= YOUR TASK =
In the integral discussion below, rewrite the stretch from "EDIT: a more" through "change of variables.", switching "change of variables" to "substitution".

= DOCUMENT SEGMENT =
Calculate $$\int_{-\frac{\pi}{2}}^{\frac{\pi}{2}}{\frac{\sin^{2014}x}{\sin^{2014}x + \cos^{2014}x}}dx$$ Integration by parts and variable substitutes don't seem to lead anywhere. Help would be appreciated.
EDIT: a more general version of this question is answered here: How to compute $\int_0^{\pi/2}\frac{\sin^3 t}{\sin^3 t+\cos^3 t}dt$?
Hints: add and subtract $\cos^{2014}x$ in the numerator. Do a change of variables.
Full work: let $n = 2014$.
$$I=\int_{-\pi/2}^{\pi/2} \frac{\sin^n x + \cos ^n x}{\sin^n x + \cos^n x} dx - \int_{-\pi/2}^{\pi/2} \frac{\cos^n x}{\sin^n x + \cos^n x} dx = \pi - \int_{-\pi/2}^{\pi/2} \frac{\cos^n x}{\sin^n x + \cos^n x} dx $$
Now the rightmost integral is
$$\int_{0}^{\pi} \frac{\cos^n x}{\sin^n x + \cos^n x} dx$$
because the integrand is of period $\pi$. Doing a change of variables $u = x-\pi/2$, we get
$$I = \pi - I, \therefore I = \pi/2$$

[Extracted data entries]
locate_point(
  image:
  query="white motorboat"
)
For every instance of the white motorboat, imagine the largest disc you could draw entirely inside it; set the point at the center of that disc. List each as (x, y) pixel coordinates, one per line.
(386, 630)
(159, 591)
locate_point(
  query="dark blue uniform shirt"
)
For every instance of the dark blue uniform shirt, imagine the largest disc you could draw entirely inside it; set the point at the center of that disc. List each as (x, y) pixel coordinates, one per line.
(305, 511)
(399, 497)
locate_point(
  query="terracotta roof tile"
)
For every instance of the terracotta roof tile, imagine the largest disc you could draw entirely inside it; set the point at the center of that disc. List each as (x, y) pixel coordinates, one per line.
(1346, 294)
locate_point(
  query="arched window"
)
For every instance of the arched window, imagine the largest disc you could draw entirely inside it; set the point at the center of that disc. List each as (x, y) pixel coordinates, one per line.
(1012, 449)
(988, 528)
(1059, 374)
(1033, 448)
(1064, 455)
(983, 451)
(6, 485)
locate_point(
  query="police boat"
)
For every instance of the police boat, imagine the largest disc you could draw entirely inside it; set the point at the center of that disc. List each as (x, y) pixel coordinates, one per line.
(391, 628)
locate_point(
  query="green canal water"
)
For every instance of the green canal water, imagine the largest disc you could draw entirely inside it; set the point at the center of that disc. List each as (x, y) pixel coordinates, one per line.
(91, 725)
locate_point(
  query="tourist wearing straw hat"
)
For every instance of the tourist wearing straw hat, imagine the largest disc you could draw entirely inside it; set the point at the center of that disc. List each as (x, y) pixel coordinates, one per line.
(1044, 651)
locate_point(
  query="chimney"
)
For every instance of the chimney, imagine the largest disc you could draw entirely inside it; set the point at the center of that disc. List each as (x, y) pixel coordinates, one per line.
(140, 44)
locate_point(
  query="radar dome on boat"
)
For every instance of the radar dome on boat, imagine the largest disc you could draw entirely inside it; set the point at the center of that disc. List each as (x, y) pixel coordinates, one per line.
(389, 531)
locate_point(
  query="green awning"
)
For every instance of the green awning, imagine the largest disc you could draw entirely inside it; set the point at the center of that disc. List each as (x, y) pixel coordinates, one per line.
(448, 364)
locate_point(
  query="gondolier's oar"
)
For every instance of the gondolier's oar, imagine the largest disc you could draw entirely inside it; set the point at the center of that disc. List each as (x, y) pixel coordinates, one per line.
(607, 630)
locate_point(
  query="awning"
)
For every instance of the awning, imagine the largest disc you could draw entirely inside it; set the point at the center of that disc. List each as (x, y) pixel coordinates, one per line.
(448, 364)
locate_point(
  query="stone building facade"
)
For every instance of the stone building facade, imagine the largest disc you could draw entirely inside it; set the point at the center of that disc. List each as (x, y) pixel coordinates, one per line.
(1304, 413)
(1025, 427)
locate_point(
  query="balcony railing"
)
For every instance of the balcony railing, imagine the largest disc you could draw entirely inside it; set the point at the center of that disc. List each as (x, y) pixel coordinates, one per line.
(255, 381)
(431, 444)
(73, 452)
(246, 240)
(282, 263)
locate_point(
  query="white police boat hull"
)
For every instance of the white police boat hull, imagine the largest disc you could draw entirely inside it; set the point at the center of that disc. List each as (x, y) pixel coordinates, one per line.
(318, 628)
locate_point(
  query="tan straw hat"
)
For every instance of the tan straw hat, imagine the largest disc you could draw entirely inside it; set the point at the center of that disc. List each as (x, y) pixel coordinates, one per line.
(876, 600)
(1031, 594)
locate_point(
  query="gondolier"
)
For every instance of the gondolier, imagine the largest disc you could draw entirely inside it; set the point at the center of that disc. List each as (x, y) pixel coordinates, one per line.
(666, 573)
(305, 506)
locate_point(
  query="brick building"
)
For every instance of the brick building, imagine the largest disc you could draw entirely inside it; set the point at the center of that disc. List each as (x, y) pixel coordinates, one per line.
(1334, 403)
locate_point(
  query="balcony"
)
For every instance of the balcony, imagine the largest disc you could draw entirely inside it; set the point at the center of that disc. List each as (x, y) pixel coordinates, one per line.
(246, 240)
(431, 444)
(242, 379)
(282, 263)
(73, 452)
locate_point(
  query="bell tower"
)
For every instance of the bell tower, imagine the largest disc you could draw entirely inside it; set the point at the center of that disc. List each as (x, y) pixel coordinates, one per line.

= REPLY TO THE TASK =
EDIT: a more general version of this question is answered here: How to compute $\int_0^{\pi/2}\frac{\sin^3 t}{\sin^3 t+\cos^3 t}dt$?
Hints: add and subtract $\cos^{2014}x$ in the numerator. Do a substitution.